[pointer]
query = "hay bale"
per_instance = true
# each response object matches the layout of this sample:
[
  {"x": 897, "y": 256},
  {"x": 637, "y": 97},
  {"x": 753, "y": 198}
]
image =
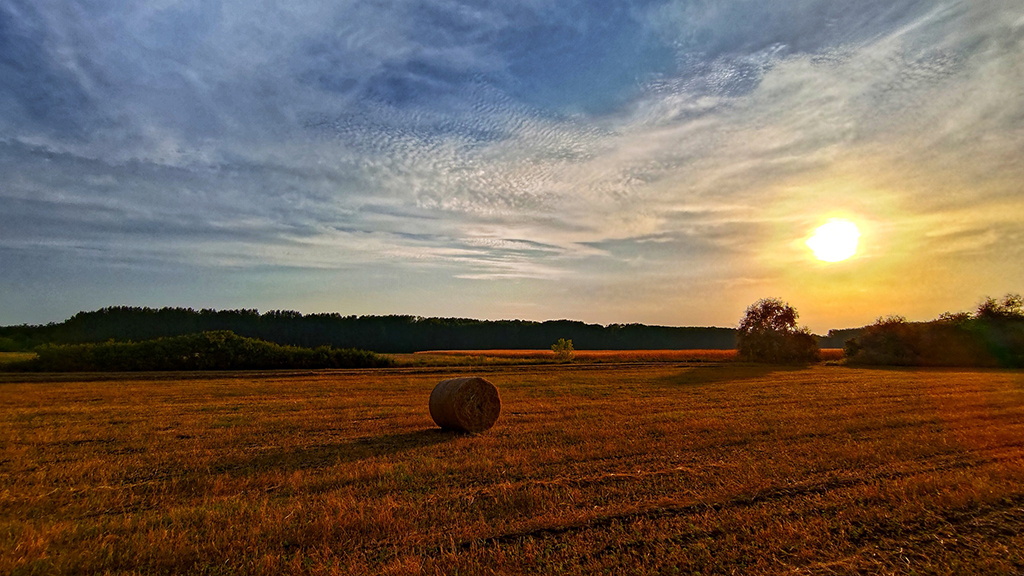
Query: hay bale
[{"x": 465, "y": 404}]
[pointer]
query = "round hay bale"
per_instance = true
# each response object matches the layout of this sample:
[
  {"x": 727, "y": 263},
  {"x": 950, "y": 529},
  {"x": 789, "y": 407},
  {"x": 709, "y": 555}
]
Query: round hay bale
[{"x": 465, "y": 404}]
════
§ **How to complete this task**:
An exact repeat of all the data is required, pictures excluded.

§ **Task response**:
[pointer]
query = "hay bale"
per_instance = true
# each response object matches the layout of this sample:
[
  {"x": 897, "y": 256},
  {"x": 637, "y": 97},
  {"x": 753, "y": 198}
]
image =
Query: hay bale
[{"x": 465, "y": 404}]
[pointer]
query = "round hay bale"
per_instance = true
# each response object matches the layout of this sample:
[
  {"x": 727, "y": 263},
  {"x": 950, "y": 529},
  {"x": 789, "y": 407},
  {"x": 709, "y": 555}
]
Query: round hay bale
[{"x": 465, "y": 404}]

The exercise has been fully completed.